++++ Source material ++++
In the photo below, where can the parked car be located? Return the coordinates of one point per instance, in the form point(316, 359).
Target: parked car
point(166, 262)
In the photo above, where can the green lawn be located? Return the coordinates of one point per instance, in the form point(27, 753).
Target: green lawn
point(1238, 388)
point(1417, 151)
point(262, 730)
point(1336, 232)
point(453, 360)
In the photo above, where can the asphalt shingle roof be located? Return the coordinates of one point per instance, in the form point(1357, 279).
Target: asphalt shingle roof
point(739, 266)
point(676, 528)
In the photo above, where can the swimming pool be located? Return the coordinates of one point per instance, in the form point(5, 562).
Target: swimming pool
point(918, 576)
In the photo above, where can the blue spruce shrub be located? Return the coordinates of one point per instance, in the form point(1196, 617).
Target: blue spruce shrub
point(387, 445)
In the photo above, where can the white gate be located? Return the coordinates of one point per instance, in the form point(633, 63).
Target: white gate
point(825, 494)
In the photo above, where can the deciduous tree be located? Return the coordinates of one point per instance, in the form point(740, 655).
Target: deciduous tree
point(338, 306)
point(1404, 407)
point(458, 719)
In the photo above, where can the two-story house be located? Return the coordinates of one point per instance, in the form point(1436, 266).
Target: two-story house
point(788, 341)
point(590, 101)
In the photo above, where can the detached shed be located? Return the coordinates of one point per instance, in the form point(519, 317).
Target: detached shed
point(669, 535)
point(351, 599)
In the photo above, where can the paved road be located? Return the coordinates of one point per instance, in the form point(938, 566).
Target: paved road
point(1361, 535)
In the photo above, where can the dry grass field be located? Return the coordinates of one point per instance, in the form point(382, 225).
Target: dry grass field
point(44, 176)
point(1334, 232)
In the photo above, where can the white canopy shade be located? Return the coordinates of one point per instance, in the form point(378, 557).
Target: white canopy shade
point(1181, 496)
++++
■ Required work:
Go through the lines above and tally those with the string "where". The total is all that is needed.

■ Answer section:
12